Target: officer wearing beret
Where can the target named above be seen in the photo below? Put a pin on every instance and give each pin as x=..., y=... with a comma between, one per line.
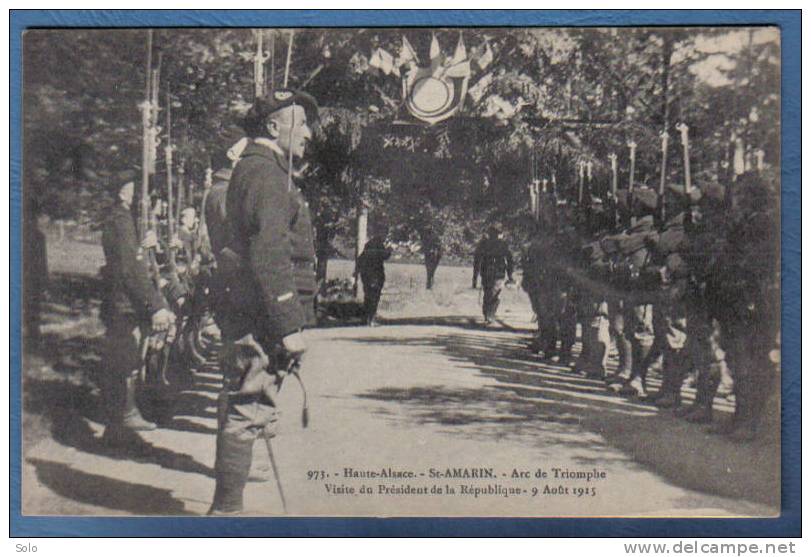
x=132, y=308
x=268, y=265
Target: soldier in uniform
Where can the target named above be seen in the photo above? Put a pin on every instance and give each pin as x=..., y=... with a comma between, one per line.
x=187, y=239
x=132, y=308
x=373, y=275
x=492, y=262
x=268, y=267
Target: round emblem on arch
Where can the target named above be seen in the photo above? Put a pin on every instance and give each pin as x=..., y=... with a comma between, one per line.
x=431, y=96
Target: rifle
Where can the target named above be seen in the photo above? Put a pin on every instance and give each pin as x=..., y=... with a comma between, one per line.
x=664, y=135
x=259, y=60
x=148, y=158
x=169, y=196
x=632, y=147
x=685, y=141
x=613, y=158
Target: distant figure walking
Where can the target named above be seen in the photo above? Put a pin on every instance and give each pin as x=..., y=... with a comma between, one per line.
x=492, y=262
x=373, y=274
x=432, y=251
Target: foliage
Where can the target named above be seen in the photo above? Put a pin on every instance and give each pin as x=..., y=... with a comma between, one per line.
x=550, y=98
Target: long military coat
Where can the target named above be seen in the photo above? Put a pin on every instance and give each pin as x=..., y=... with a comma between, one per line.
x=270, y=251
x=128, y=288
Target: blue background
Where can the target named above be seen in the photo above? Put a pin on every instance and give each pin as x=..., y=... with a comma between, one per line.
x=788, y=524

☆ ☆ ☆ ☆ ☆ ☆ ☆

### Work item
In the records above, find the line with "Target: soldier in uniform"; write out exactly that line and each one after it, stopping after the line with "Target: round emblem on arch".

### Answer to this exercise
Target: soldier in uniform
Where can the target named above be seen in the photo above? Put a pin on every instance and give each pin as x=..., y=... with a comma between, one per line.
x=187, y=239
x=132, y=308
x=373, y=275
x=492, y=262
x=268, y=267
Target: round emblem on arch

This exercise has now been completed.